> TASK INPUTS:

══════════════════════════════

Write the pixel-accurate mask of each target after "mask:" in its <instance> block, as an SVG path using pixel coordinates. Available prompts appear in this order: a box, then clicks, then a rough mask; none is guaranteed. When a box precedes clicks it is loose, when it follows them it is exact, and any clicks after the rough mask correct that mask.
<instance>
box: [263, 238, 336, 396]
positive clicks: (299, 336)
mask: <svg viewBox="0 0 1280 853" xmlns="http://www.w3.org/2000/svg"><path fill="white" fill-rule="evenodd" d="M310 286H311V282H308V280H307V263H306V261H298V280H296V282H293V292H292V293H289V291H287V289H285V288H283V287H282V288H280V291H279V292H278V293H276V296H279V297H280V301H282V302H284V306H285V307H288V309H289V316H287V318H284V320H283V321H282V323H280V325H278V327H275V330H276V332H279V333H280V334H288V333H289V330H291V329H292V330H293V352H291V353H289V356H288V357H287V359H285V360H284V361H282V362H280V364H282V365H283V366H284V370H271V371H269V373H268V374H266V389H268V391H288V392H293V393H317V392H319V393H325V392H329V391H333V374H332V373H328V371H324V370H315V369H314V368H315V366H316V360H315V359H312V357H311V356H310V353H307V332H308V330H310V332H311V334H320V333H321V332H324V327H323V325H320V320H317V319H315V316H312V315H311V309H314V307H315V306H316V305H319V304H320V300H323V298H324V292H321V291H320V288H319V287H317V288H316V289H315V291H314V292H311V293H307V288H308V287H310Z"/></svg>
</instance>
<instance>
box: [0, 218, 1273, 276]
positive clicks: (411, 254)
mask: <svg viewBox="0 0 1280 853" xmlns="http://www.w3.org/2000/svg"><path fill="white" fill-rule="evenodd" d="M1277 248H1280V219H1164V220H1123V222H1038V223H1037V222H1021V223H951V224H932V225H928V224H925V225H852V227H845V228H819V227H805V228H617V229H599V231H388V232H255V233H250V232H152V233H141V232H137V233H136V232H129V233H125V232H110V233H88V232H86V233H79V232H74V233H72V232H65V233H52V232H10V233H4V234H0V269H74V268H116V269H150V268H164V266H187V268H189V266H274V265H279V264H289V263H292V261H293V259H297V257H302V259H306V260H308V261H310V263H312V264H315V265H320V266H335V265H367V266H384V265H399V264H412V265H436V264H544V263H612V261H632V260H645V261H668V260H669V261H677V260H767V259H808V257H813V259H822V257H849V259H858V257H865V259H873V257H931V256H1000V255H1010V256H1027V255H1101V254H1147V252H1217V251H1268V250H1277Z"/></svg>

══════════════════════════════

> BRIEF: Transcribe each line above exactly; skip none.

> YOUR SOLUTION:
Write the pixel-accurate mask of each target after "mask:" in its <instance> block, as an SVG path using pixel coordinates. Available prompts appear in this order: a box, then clicks, then a rough mask; none is guaranteed. When a box precedes clicks it is loose, when it follows them it is exact, and any clicks after the rough mask correct that mask.
<instance>
box: [263, 238, 336, 396]
positive clicks: (299, 336)
mask: <svg viewBox="0 0 1280 853" xmlns="http://www.w3.org/2000/svg"><path fill="white" fill-rule="evenodd" d="M310 286H311V282H308V280H307V263H306V261H298V280H296V282H293V292H292V293H289V291H287V289H285V288H283V287H282V288H280V291H279V292H278V293H276V296H279V297H280V301H282V302H284V306H285V307H288V309H289V316H287V318H284V320H283V321H282V323H280V325H278V327H275V330H276V332H279V333H280V334H288V333H289V330H291V329H292V330H293V352H291V353H289V356H288V357H287V359H285V360H284V361H282V362H280V364H282V365H283V366H284V370H271V371H269V373H268V374H266V389H268V391H288V392H293V393H317V392H319V393H325V392H329V391H333V374H332V373H328V371H324V370H315V369H314V368H315V366H316V360H315V359H312V357H311V356H310V353H307V332H308V330H310V332H311V334H320V333H321V332H324V327H323V325H320V320H317V319H315V316H312V315H311V309H314V307H315V306H316V305H319V304H320V300H323V298H324V292H321V291H320V288H319V287H317V288H316V289H315V291H314V292H311V293H307V288H308V287H310Z"/></svg>
</instance>
<instance>
box: [0, 218, 1273, 276]
positive clicks: (411, 254)
mask: <svg viewBox="0 0 1280 853" xmlns="http://www.w3.org/2000/svg"><path fill="white" fill-rule="evenodd" d="M1277 248H1280V219H1164V220H1123V222H1038V223H1037V222H1021V223H951V224H932V225H928V224H925V225H852V227H845V228H819V227H805V228H617V229H599V231H388V232H255V233H250V232H152V233H141V232H137V233H136V232H129V233H125V232H110V233H88V232H86V233H79V232H74V233H72V232H65V233H52V232H10V233H4V234H0V269H74V268H116V269H150V268H164V266H187V268H189V266H274V265H279V264H289V263H292V261H293V259H297V257H302V259H306V260H308V261H310V263H312V264H315V265H320V266H335V265H367V266H384V265H399V264H412V265H436V264H544V263H612V261H632V260H645V261H668V260H669V261H677V260H767V259H808V257H813V259H822V257H849V259H858V257H865V259H873V257H931V256H1000V255H1010V256H1027V255H1101V254H1147V252H1217V251H1268V250H1277Z"/></svg>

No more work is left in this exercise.